* _Exercise description_
Please give back only the records from the line with "Localize gray recliner" up to and including the line with "285, 70, 640, 371", changing "wood floor" to "hardwood floor" and leaving everything else unchanged.

Data entries
——

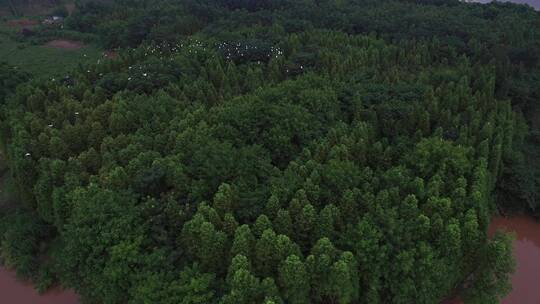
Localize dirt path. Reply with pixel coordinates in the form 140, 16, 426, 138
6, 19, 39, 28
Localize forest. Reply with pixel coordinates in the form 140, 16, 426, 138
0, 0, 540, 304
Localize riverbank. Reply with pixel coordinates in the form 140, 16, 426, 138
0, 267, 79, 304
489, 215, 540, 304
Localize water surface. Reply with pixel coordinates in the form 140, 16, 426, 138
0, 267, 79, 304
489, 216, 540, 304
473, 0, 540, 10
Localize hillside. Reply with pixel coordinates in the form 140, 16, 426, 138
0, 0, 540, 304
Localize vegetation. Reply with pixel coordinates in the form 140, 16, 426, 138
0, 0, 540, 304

——

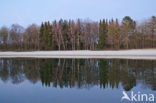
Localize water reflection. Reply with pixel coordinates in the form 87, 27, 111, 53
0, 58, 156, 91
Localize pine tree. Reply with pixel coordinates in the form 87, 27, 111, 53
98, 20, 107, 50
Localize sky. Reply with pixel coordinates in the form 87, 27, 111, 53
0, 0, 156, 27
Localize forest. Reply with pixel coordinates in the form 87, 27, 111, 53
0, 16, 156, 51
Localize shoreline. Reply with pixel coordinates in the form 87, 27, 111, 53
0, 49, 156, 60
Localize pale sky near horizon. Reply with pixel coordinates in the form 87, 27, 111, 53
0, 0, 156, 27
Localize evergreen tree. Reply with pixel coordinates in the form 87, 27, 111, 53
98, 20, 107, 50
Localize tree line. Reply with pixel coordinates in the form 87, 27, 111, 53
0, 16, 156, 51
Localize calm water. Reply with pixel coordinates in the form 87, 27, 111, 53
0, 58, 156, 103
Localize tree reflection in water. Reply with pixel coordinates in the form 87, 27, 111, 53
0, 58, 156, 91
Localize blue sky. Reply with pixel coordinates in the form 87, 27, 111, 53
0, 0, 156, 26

——

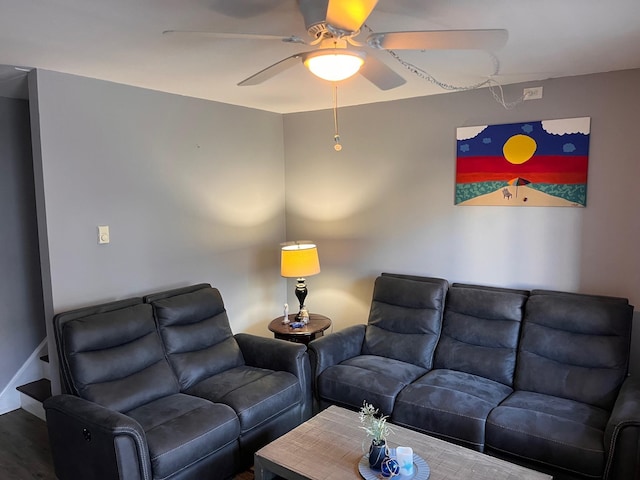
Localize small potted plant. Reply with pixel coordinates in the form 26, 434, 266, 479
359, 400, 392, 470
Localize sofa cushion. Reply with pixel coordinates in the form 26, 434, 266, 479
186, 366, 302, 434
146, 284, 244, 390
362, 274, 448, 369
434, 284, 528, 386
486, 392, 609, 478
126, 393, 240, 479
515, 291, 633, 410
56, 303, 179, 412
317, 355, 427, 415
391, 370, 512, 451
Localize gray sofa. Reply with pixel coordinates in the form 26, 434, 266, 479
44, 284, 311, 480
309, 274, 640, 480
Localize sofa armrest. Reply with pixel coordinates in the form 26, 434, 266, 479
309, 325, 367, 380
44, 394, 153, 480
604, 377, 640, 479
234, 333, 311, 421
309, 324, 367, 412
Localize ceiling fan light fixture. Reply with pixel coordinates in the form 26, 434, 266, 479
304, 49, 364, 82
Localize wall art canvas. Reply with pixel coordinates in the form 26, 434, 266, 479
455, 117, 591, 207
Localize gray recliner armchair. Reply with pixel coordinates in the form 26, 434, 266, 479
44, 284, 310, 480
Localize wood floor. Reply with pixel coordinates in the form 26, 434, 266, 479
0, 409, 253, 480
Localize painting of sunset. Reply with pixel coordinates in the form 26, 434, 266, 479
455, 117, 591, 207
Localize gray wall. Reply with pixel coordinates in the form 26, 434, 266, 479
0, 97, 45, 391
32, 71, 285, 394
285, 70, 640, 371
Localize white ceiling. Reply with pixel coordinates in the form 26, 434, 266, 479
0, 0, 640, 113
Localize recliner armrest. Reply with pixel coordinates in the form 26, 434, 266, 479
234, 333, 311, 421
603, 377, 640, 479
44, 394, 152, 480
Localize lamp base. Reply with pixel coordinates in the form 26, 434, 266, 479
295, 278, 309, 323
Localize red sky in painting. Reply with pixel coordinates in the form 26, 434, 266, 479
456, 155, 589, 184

——

* _Solution to this exercise_
Localize gray recliner armchair. Reply with pixel coordinates in the form 26, 434, 266, 479
44, 284, 310, 480
Localize hardwood floor. Reply with pixel coordinates in the form 26, 434, 266, 479
0, 409, 253, 480
Localize painting of sunset. Reply with pixel coordinates in the form 26, 434, 266, 479
455, 117, 591, 207
Localize gray wall. Reply with pixel coordinates in the form 26, 434, 266, 479
0, 97, 45, 391
32, 71, 285, 394
285, 70, 640, 371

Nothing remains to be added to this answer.